(Beginning of Recorded information)
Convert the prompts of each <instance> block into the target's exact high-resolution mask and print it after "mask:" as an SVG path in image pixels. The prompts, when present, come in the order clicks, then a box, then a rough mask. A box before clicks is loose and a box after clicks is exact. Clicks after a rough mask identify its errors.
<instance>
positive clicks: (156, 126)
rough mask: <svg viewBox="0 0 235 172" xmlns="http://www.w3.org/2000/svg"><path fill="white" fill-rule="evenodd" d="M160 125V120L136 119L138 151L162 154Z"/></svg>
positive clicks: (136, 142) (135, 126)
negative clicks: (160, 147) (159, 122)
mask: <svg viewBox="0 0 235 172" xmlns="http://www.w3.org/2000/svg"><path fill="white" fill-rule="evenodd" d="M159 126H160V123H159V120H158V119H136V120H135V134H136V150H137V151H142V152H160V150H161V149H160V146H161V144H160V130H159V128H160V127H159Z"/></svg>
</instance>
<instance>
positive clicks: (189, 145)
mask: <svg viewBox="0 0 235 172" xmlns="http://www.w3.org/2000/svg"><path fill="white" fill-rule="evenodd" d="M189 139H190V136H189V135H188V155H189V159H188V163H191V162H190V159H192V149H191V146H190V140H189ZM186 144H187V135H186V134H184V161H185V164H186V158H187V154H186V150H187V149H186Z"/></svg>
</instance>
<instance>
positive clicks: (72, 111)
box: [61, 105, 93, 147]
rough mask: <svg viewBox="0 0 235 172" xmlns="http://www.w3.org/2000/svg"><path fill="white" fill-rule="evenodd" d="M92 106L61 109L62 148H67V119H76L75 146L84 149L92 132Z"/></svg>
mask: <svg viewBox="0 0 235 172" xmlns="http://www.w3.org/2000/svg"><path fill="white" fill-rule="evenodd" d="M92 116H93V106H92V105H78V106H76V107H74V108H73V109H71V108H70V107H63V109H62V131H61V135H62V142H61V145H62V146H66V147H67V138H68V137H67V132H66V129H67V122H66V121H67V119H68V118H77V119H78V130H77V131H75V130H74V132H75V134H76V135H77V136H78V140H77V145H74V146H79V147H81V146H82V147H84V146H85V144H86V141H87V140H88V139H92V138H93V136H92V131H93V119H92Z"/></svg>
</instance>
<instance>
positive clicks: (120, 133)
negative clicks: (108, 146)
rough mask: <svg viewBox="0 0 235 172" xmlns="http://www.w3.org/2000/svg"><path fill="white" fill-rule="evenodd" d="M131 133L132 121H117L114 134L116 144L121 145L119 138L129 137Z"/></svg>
(End of Recorded information)
Instruction
Reproduce each of the records above verbatim.

The completed task
Convert the prompts of each <instance> block into the target's exact high-resolution mask and print it after "mask:" as an SVG path in image pixels. The prompts, when present, come in the order clicks, then a box, then a rough mask. A box before clicks is loose and a box after clicks is exact. Clicks after a rough mask identify its errors.
<instance>
positive clicks: (156, 126)
rough mask: <svg viewBox="0 0 235 172" xmlns="http://www.w3.org/2000/svg"><path fill="white" fill-rule="evenodd" d="M160 125V120L136 119L138 151L162 154Z"/></svg>
positive clicks: (136, 142) (135, 126)
negative clicks: (160, 147) (159, 122)
mask: <svg viewBox="0 0 235 172" xmlns="http://www.w3.org/2000/svg"><path fill="white" fill-rule="evenodd" d="M159 126H160V123H159V120H158V119H136V120H135V134H136V150H137V151H142V152H160V150H161V149H160V146H161V144H160V130H159V128H160V127H159Z"/></svg>
</instance>
<instance>
positive clicks: (189, 145)
mask: <svg viewBox="0 0 235 172" xmlns="http://www.w3.org/2000/svg"><path fill="white" fill-rule="evenodd" d="M189 139H190V136H189V135H188V155H189V159H188V163H191V162H190V159H192V149H191V146H190V140H189ZM186 144H187V135H186V134H184V161H185V164H186V158H187V154H186V150H187V149H186Z"/></svg>
</instance>
<instance>
positive clicks: (72, 111)
box: [61, 105, 93, 147]
rough mask: <svg viewBox="0 0 235 172" xmlns="http://www.w3.org/2000/svg"><path fill="white" fill-rule="evenodd" d="M92 106L61 109L62 148H67V119H76L75 146L84 149L92 132Z"/></svg>
mask: <svg viewBox="0 0 235 172" xmlns="http://www.w3.org/2000/svg"><path fill="white" fill-rule="evenodd" d="M92 116H93V106H92V105H78V106H76V107H74V108H73V109H71V108H70V107H63V109H62V131H61V135H62V142H61V145H62V146H66V147H67V138H68V137H67V132H66V129H67V122H66V121H67V119H68V118H77V119H78V130H77V131H75V130H74V132H75V134H76V135H77V136H78V140H77V145H74V146H79V147H81V146H82V147H84V146H85V144H86V141H87V140H88V139H92V138H93V136H92V131H93V119H92Z"/></svg>
</instance>
<instance>
positive clicks: (120, 133)
negative clicks: (108, 146)
rough mask: <svg viewBox="0 0 235 172" xmlns="http://www.w3.org/2000/svg"><path fill="white" fill-rule="evenodd" d="M131 133L132 121H117L114 134L116 144L121 145L119 138L129 137Z"/></svg>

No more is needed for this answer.